**Task instructions:** Everything in the listing below from the line containing "Target: sandy beach" through the line containing "Target: blue sky" must be repeated exactly; the remaining lines are not wanted.

Start of Dataset excerpts

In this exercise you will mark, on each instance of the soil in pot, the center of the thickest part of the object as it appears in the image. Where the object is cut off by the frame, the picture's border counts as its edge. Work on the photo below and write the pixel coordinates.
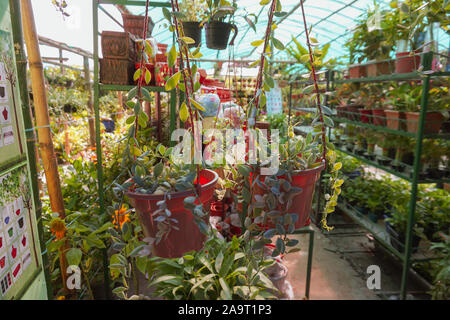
(433, 122)
(302, 202)
(188, 237)
(378, 117)
(217, 34)
(395, 119)
(379, 68)
(193, 30)
(406, 63)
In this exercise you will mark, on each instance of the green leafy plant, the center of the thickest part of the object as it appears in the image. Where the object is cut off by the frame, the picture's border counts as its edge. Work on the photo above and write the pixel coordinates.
(301, 54)
(221, 270)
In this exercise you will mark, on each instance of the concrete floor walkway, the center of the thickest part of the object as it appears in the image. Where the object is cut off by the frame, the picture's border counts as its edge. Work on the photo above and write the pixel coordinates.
(332, 277)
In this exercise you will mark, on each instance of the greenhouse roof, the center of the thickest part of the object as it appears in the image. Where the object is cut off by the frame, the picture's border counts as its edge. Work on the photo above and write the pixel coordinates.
(331, 21)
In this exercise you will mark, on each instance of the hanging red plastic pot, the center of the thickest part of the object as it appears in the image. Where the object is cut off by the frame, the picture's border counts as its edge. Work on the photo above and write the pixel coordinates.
(302, 202)
(188, 237)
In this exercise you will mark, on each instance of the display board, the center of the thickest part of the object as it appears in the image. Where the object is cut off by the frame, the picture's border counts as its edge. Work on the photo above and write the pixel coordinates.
(20, 255)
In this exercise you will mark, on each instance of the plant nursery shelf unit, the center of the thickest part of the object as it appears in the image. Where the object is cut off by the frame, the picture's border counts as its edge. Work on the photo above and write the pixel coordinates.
(395, 77)
(444, 136)
(117, 87)
(414, 178)
(379, 233)
(400, 175)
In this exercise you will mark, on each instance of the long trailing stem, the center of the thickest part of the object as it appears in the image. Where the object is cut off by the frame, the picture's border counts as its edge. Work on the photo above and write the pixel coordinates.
(263, 54)
(316, 86)
(175, 8)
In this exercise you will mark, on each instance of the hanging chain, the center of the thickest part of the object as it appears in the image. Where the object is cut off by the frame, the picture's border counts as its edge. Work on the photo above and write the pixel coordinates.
(263, 55)
(316, 86)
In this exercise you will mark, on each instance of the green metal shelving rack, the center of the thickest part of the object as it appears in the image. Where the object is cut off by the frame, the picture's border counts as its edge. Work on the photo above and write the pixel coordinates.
(425, 77)
(96, 5)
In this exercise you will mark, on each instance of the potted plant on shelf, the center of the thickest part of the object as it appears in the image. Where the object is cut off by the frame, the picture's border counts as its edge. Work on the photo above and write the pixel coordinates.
(192, 19)
(371, 139)
(432, 154)
(398, 98)
(402, 145)
(217, 31)
(387, 143)
(369, 43)
(234, 270)
(414, 18)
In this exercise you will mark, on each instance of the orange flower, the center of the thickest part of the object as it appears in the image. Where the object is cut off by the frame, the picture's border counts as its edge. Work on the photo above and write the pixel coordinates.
(58, 228)
(120, 217)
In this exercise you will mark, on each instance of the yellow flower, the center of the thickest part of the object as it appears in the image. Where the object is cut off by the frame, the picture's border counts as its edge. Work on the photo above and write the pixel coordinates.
(120, 217)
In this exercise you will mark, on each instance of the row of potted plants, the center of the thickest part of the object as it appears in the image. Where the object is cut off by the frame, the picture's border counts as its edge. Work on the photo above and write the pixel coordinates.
(406, 27)
(396, 106)
(385, 198)
(396, 152)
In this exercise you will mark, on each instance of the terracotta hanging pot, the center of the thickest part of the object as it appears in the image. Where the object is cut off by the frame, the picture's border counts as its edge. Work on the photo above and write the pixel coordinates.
(217, 34)
(188, 237)
(302, 202)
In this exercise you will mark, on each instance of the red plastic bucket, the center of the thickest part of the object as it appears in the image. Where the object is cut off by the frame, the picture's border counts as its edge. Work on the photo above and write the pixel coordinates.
(188, 237)
(302, 202)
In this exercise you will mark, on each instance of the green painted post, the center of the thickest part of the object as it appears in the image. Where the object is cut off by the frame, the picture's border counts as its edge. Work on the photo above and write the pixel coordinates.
(309, 267)
(95, 4)
(173, 113)
(427, 58)
(21, 64)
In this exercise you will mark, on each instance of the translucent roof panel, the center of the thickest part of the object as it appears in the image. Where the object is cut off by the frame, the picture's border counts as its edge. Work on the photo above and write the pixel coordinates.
(331, 21)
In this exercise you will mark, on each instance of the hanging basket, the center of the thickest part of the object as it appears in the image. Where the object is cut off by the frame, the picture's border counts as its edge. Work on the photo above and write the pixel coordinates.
(193, 30)
(217, 34)
(188, 237)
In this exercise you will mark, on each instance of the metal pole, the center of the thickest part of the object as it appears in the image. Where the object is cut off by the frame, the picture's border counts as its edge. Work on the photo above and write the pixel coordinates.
(309, 266)
(173, 113)
(417, 157)
(30, 135)
(88, 88)
(61, 60)
(98, 141)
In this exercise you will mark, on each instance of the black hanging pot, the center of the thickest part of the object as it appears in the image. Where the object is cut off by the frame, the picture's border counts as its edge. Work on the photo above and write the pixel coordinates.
(193, 30)
(217, 34)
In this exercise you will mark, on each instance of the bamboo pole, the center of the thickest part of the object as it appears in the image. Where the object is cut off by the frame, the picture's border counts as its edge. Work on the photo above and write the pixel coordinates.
(87, 78)
(43, 123)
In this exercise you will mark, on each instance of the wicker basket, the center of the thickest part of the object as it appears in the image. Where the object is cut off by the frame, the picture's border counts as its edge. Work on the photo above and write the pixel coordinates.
(118, 45)
(135, 25)
(116, 71)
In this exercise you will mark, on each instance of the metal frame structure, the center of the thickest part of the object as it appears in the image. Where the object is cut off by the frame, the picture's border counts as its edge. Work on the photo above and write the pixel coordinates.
(96, 6)
(425, 76)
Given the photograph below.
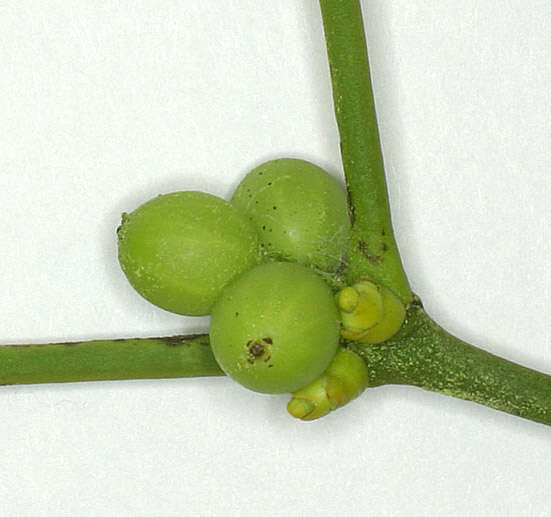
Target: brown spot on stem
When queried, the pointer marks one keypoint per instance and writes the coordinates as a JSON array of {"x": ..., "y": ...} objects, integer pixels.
[{"x": 364, "y": 249}]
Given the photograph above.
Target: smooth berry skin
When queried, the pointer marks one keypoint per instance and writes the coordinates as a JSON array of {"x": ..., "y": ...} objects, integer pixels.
[
  {"x": 299, "y": 210},
  {"x": 180, "y": 250},
  {"x": 275, "y": 328}
]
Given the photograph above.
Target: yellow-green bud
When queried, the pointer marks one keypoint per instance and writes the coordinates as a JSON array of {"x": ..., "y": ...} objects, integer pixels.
[
  {"x": 345, "y": 378},
  {"x": 370, "y": 313},
  {"x": 361, "y": 306}
]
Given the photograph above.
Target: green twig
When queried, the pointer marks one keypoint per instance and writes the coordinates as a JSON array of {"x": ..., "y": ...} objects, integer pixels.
[
  {"x": 372, "y": 251},
  {"x": 425, "y": 355},
  {"x": 151, "y": 358}
]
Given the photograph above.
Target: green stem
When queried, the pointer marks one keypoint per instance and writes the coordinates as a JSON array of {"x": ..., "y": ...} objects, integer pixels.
[
  {"x": 372, "y": 249},
  {"x": 425, "y": 355},
  {"x": 151, "y": 358}
]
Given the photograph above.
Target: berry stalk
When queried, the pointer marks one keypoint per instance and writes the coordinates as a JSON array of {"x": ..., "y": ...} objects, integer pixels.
[{"x": 116, "y": 359}]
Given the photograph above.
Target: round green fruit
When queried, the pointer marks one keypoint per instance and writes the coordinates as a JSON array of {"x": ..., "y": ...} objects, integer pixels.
[
  {"x": 275, "y": 328},
  {"x": 299, "y": 210},
  {"x": 179, "y": 250}
]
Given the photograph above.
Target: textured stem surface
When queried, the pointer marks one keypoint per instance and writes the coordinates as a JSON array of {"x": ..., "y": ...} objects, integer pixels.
[
  {"x": 151, "y": 358},
  {"x": 372, "y": 249},
  {"x": 425, "y": 355}
]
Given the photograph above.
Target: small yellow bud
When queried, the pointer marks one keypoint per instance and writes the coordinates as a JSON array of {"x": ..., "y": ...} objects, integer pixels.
[
  {"x": 345, "y": 378},
  {"x": 370, "y": 313},
  {"x": 361, "y": 306}
]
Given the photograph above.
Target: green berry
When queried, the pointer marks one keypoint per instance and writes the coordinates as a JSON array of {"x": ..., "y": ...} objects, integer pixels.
[
  {"x": 179, "y": 250},
  {"x": 275, "y": 328},
  {"x": 299, "y": 210}
]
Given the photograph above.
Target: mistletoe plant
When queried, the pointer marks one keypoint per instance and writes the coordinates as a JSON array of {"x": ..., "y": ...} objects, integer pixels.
[{"x": 303, "y": 281}]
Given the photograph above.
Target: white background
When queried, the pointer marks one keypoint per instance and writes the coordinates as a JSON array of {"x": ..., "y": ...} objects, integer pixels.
[{"x": 104, "y": 104}]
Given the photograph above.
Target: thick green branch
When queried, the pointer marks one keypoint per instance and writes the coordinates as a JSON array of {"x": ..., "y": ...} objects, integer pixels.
[
  {"x": 425, "y": 355},
  {"x": 151, "y": 358},
  {"x": 372, "y": 249}
]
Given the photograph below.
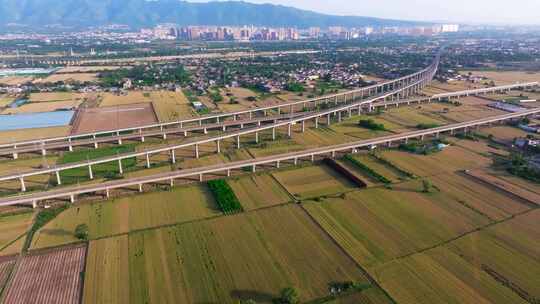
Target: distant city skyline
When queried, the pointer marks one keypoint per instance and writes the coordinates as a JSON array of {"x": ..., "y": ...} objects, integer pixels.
[{"x": 460, "y": 11}]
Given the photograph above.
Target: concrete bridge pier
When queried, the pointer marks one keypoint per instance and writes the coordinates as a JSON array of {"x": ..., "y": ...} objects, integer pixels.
[
  {"x": 23, "y": 185},
  {"x": 120, "y": 169},
  {"x": 289, "y": 127},
  {"x": 173, "y": 157}
]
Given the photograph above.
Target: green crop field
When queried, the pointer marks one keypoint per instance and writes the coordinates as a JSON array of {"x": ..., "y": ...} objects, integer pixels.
[
  {"x": 12, "y": 228},
  {"x": 313, "y": 181},
  {"x": 129, "y": 213},
  {"x": 244, "y": 256},
  {"x": 382, "y": 169},
  {"x": 377, "y": 225},
  {"x": 102, "y": 170},
  {"x": 258, "y": 191}
]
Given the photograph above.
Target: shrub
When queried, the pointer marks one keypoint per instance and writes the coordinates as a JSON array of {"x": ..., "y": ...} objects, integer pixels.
[
  {"x": 289, "y": 295},
  {"x": 371, "y": 124},
  {"x": 425, "y": 126},
  {"x": 225, "y": 197},
  {"x": 368, "y": 170},
  {"x": 81, "y": 232}
]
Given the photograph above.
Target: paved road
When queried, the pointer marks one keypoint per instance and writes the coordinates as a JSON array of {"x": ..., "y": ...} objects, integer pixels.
[{"x": 72, "y": 192}]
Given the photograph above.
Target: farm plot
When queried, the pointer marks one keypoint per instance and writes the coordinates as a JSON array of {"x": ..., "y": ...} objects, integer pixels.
[
  {"x": 440, "y": 276},
  {"x": 44, "y": 107},
  {"x": 486, "y": 200},
  {"x": 132, "y": 97},
  {"x": 115, "y": 117},
  {"x": 6, "y": 265},
  {"x": 451, "y": 159},
  {"x": 5, "y": 101},
  {"x": 258, "y": 191},
  {"x": 37, "y": 133},
  {"x": 314, "y": 181},
  {"x": 171, "y": 106},
  {"x": 351, "y": 127},
  {"x": 506, "y": 77},
  {"x": 56, "y": 96},
  {"x": 109, "y": 169},
  {"x": 387, "y": 172},
  {"x": 207, "y": 262},
  {"x": 52, "y": 277},
  {"x": 127, "y": 214},
  {"x": 410, "y": 118},
  {"x": 509, "y": 252},
  {"x": 322, "y": 136},
  {"x": 68, "y": 78},
  {"x": 377, "y": 225},
  {"x": 11, "y": 167},
  {"x": 470, "y": 112},
  {"x": 13, "y": 227},
  {"x": 504, "y": 133}
]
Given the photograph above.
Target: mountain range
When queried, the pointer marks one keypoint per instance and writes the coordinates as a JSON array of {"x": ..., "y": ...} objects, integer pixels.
[{"x": 147, "y": 13}]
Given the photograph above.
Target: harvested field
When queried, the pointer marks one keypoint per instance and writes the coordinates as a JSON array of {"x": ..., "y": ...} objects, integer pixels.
[
  {"x": 440, "y": 276},
  {"x": 55, "y": 96},
  {"x": 258, "y": 191},
  {"x": 449, "y": 160},
  {"x": 509, "y": 251},
  {"x": 171, "y": 106},
  {"x": 207, "y": 262},
  {"x": 485, "y": 200},
  {"x": 127, "y": 214},
  {"x": 377, "y": 225},
  {"x": 51, "y": 277},
  {"x": 504, "y": 133},
  {"x": 72, "y": 77},
  {"x": 313, "y": 181},
  {"x": 109, "y": 118},
  {"x": 410, "y": 118},
  {"x": 6, "y": 265},
  {"x": 505, "y": 186},
  {"x": 27, "y": 134},
  {"x": 495, "y": 265},
  {"x": 85, "y": 69},
  {"x": 480, "y": 147},
  {"x": 44, "y": 107},
  {"x": 13, "y": 227},
  {"x": 132, "y": 97},
  {"x": 382, "y": 169},
  {"x": 517, "y": 181},
  {"x": 506, "y": 77},
  {"x": 15, "y": 80},
  {"x": 5, "y": 101}
]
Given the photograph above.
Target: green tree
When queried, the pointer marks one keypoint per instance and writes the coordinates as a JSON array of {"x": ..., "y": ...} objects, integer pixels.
[
  {"x": 81, "y": 232},
  {"x": 289, "y": 295},
  {"x": 426, "y": 186}
]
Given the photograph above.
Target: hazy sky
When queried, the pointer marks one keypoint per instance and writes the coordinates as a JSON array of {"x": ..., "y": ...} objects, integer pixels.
[{"x": 470, "y": 11}]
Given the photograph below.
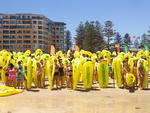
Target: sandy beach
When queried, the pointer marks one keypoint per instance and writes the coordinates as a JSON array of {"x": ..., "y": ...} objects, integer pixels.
[{"x": 97, "y": 100}]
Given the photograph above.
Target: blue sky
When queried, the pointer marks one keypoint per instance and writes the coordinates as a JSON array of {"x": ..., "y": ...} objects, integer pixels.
[{"x": 128, "y": 16}]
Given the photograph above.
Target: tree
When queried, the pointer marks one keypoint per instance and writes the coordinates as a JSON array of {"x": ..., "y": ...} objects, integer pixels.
[
  {"x": 109, "y": 32},
  {"x": 136, "y": 43},
  {"x": 93, "y": 40},
  {"x": 127, "y": 39},
  {"x": 80, "y": 35},
  {"x": 118, "y": 38},
  {"x": 68, "y": 40},
  {"x": 143, "y": 39}
]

End of Dataset excerpts

**Final answer:**
Target: sandy beach
When queried, the pointer marks one keypoint per instance and writes the coordinates as a JSON array of {"x": ..., "y": ...} objects, integer pixels.
[{"x": 97, "y": 100}]
Given the photograph above.
Target: blue sky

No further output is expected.